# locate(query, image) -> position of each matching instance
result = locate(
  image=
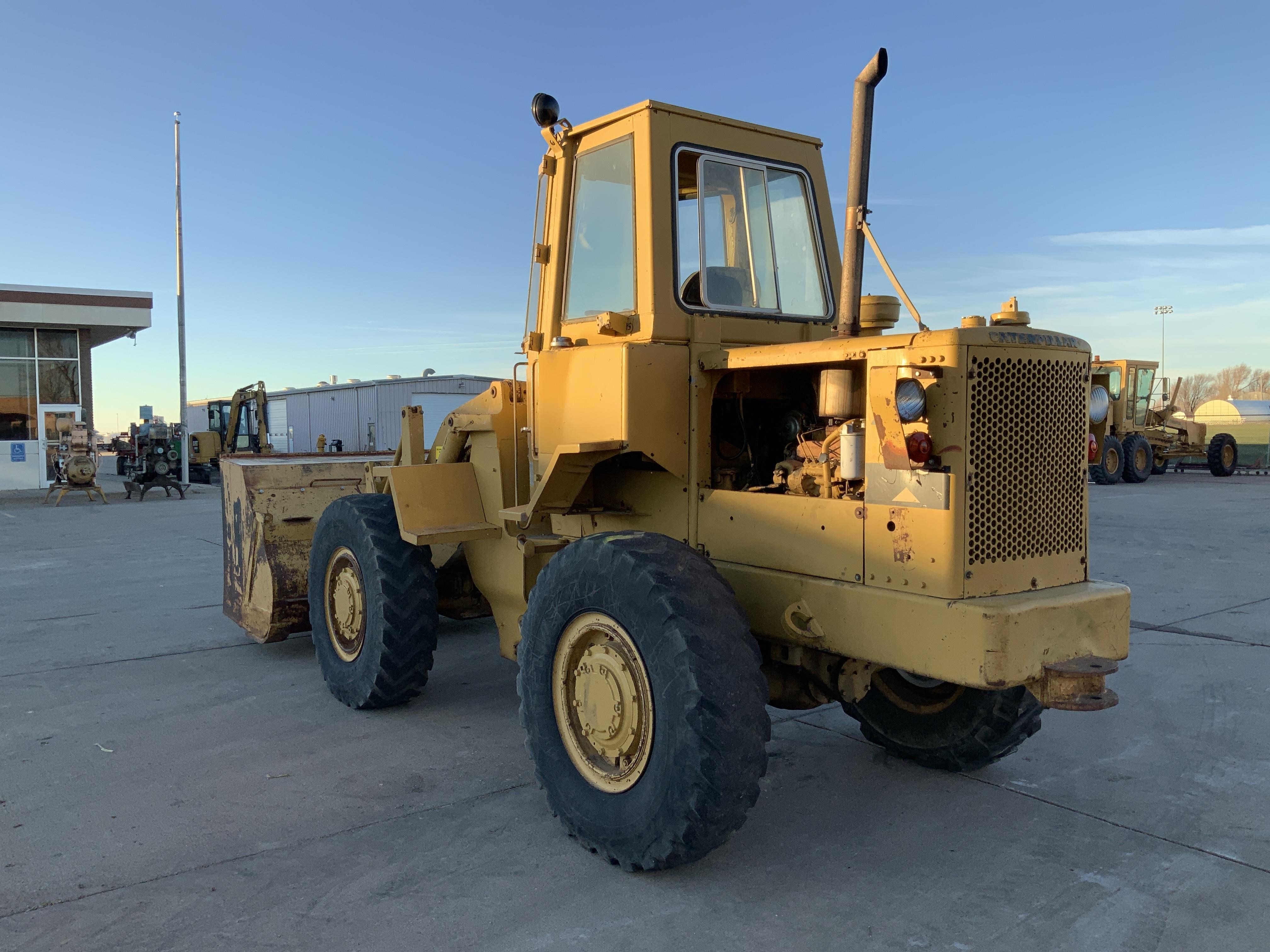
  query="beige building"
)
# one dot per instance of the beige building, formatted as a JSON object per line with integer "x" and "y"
{"x": 46, "y": 367}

**What you should do**
Take from the listing every line in which the word "image" appears.

**Task output**
# locate(query, image) -> position of each matching instance
  image=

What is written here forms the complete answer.